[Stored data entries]
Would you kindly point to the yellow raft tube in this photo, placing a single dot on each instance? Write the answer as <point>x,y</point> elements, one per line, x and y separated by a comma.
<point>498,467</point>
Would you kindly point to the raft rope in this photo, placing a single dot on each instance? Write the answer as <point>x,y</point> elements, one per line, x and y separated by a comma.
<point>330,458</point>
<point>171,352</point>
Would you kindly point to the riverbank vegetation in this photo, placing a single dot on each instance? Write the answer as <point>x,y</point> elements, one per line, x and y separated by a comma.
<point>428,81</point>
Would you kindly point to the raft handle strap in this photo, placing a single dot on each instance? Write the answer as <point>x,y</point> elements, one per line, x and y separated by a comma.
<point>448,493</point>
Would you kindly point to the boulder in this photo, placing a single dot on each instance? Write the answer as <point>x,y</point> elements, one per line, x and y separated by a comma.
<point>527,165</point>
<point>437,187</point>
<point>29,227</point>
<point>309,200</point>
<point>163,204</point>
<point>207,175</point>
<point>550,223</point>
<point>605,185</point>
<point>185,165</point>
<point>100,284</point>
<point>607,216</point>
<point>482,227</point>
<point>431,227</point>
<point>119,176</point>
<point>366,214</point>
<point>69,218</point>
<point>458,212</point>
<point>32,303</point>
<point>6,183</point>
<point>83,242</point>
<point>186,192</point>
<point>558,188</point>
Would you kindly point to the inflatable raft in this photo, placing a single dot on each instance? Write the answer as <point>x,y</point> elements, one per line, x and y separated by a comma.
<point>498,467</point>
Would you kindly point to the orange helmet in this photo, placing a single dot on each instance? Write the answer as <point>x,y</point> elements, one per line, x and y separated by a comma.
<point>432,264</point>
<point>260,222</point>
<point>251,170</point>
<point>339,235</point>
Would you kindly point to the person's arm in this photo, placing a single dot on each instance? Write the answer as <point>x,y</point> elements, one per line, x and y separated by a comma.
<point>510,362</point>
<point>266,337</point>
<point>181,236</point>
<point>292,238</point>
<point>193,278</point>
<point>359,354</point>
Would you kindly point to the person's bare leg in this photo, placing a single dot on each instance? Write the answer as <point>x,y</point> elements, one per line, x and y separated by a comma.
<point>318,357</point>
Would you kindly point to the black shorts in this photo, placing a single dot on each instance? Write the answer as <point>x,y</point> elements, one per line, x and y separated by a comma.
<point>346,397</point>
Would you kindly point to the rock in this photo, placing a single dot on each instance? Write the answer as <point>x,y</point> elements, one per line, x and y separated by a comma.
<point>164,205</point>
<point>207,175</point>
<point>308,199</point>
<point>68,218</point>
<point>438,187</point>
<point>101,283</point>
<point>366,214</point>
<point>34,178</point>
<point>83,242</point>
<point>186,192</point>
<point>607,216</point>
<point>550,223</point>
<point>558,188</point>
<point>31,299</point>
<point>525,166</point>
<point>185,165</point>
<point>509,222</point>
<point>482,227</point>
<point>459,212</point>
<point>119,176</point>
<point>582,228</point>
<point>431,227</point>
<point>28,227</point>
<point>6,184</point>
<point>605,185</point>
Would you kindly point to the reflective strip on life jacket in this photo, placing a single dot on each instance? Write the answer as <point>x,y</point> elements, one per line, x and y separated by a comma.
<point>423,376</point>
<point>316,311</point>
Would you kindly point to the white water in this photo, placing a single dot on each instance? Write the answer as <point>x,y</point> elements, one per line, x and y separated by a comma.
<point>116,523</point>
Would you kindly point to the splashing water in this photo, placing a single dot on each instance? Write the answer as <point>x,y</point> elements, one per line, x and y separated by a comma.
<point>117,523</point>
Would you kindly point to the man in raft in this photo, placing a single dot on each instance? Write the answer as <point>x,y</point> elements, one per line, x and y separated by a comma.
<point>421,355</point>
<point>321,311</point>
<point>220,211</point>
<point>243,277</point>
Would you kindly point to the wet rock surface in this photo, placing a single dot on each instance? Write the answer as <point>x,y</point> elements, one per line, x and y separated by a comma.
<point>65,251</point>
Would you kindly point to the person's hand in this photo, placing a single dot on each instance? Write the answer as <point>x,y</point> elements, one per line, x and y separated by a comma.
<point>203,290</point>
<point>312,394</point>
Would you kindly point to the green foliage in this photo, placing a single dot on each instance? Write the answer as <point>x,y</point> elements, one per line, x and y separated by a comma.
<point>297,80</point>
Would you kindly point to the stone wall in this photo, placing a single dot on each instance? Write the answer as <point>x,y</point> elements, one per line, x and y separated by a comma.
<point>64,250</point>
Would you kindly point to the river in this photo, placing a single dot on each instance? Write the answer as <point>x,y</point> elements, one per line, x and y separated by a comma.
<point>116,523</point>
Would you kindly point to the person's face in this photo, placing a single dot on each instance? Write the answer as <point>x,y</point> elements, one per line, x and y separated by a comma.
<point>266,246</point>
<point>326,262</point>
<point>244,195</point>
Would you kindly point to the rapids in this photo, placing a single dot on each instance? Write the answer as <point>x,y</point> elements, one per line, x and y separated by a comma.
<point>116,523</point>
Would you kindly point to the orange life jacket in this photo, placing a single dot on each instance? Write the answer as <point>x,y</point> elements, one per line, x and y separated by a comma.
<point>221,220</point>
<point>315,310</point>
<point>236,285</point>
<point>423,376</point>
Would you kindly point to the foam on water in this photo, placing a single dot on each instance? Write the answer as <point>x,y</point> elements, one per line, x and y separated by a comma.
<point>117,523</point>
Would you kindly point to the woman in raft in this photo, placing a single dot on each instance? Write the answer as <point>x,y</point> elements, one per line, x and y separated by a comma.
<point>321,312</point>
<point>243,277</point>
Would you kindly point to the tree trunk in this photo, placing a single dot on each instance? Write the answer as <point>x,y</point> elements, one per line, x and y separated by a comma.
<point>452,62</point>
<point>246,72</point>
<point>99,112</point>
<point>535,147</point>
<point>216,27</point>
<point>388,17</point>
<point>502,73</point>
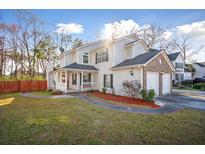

* [Task description]:
A verbatim printout of the entries above is expected, free of pictures.

* [Output of the exercise]:
Would you kindly point to the yellow raft tube in this photo, placing a single dot on each instance? Write the answer as <point>x,y</point> elements, one per line, x and y separated by a comma.
<point>498,467</point>
Would you kindly point to the raft rope in this photo, placing a single dot on each instance? Write the answer as <point>x,y</point> elements, one per line, x and y separated by a comma.
<point>330,458</point>
<point>171,352</point>
Would you kindly point to the riverbank vegetation in this photo, placing a single dot on each instance? Write the answer as <point>x,y</point> elements, one per line, x and y separated by a comma.
<point>428,81</point>
Would you kindly point to the raft handle strap in this photo, placing a single dot on each instance? Write the answer as <point>x,y</point> elements, one per line, x and y separated by a comma.
<point>448,493</point>
Would you kindly point to the boulder in this photo, placing a single dot on each instance? Write the answer as <point>x,y</point> elements, one per line, x and y separated by a comma.
<point>527,165</point>
<point>437,187</point>
<point>29,227</point>
<point>309,200</point>
<point>163,204</point>
<point>207,175</point>
<point>550,223</point>
<point>605,185</point>
<point>185,165</point>
<point>100,284</point>
<point>607,216</point>
<point>482,227</point>
<point>431,227</point>
<point>119,176</point>
<point>366,214</point>
<point>69,218</point>
<point>458,212</point>
<point>32,303</point>
<point>6,183</point>
<point>83,242</point>
<point>186,192</point>
<point>558,188</point>
Would you kindly point to the inflatable raft in this photo, placing a single dot on each instance? Write the answer as <point>x,y</point> elements, one per line, x and y separated by a comma.
<point>498,467</point>
Would you kindly point to the orange helmet in this photo, placing a single dot on each instance? Write the answer as <point>x,y</point> elements, one per line, x and y separated by a comma.
<point>432,264</point>
<point>260,222</point>
<point>251,170</point>
<point>339,235</point>
Would you kindly point to the person's arm in this photo, placing a single dot on each instance? Write the answer as <point>x,y</point> elements, one per line, x and y separated by a comma.
<point>510,362</point>
<point>266,337</point>
<point>181,236</point>
<point>292,238</point>
<point>193,278</point>
<point>359,354</point>
Would you kindly point to the person's bare leg in this photo, placing a single dot on each instance? Write the answer as <point>x,y</point> elements, one per line, x and y separated by a comma.
<point>318,357</point>
Would you kindly point to the black shorts in this photo, placing a single dot on each instance? Write the answer as <point>x,y</point> elements, one per line, x and y separated by a comma.
<point>346,397</point>
Would you kindly point to the rock in this photo, placing a single dot on each instance? Write the answer as <point>x,y</point> elements, one per line, x and y separated by a comma.
<point>164,205</point>
<point>207,175</point>
<point>308,199</point>
<point>68,218</point>
<point>438,187</point>
<point>101,283</point>
<point>366,214</point>
<point>34,178</point>
<point>83,242</point>
<point>186,192</point>
<point>607,216</point>
<point>550,223</point>
<point>558,188</point>
<point>31,299</point>
<point>525,166</point>
<point>185,165</point>
<point>509,222</point>
<point>482,227</point>
<point>459,212</point>
<point>119,176</point>
<point>582,228</point>
<point>431,227</point>
<point>28,227</point>
<point>6,184</point>
<point>605,185</point>
Would you kindly point to the reflective strip on life jacket in this photo, placing a single dot on each instance? Write the answer as <point>x,y</point> elements, one per line, x and y separated by a comma.
<point>423,376</point>
<point>316,311</point>
Would you kindly point to the white water in this photo, placing a single dot on each instance? Write the answer as <point>x,y</point> elements, one per line, x and y separated by a comma.
<point>116,523</point>
Would you kindly point to the splashing water in this photo, placing a single dot on each instance? Write the answer as <point>x,y</point> elements, one per line, x and y separated by a comma.
<point>117,523</point>
Would you kindly point to the man in raft in this photo, placing a single dot on each instance? Write the answer as <point>x,y</point> elements, one per line, x and y separated by a comma.
<point>421,355</point>
<point>321,311</point>
<point>220,211</point>
<point>243,277</point>
Would you kindly point to the wet rock surface in this photo, placing a single dot on each instance? Write the answer as <point>x,y</point> elements, one per line, x and y separated by a comma.
<point>65,251</point>
Would you kindly point to the person's hand in this photo, placing a single dot on each instance? Write the answer as <point>x,y</point> elements, one per line, x and y separated by a comma.
<point>203,290</point>
<point>312,394</point>
Would you kindly point to the green foliage in this photo, placing a single dot on each instance? Write the answer as <point>x,y</point> elements, one per line, x and y separated by a comma.
<point>297,80</point>
Would you kindly point to the stone wall in this photo, placing a single dot on each instance? Write the answer as <point>x,y</point> elements, one per line, x and y separated by a comma.
<point>64,250</point>
Would you kindly point to the river in this photo, placing a single dot on each instance? Write the answer as <point>x,y</point> elements, one per line, x and y separated by a comma.
<point>116,523</point>
Would you kindly point to the person's face in this photo, placing a single dot on each instance? Write the answer as <point>x,y</point> elements, one per line, x and y separated by a comma.
<point>266,246</point>
<point>326,262</point>
<point>244,195</point>
Would you kindly point to the rapids in this photo, placing a single dot on each instance? Write the answer as <point>x,y</point> elements, one per line, x and y separated by a comma.
<point>116,523</point>
Would you kindly point to the orange life jacket in this photo, placing a single dot on each instance? Write the answer as <point>x,y</point> elements, one per line, x and y separated by a comma.
<point>221,220</point>
<point>315,310</point>
<point>236,285</point>
<point>423,376</point>
Would you kindly point to the foam on water in this photo, placing a single dot on each instance? Write the answer as <point>x,y</point> elements, one per line, x and y separated by a comma.
<point>117,523</point>
Would you kindly point to the woman in raft in this photo, placing a single dot on each instance? Write the answer as <point>x,y</point> elements, one per line, x and y separated by a comma.
<point>321,312</point>
<point>243,277</point>
Would you kindly point to the tree trunk in this photo, placing a single dot on each instance? Write the answer as <point>x,y</point> elements, one per line, x and y separated by a comma.
<point>452,62</point>
<point>246,72</point>
<point>99,112</point>
<point>535,147</point>
<point>216,27</point>
<point>388,17</point>
<point>502,73</point>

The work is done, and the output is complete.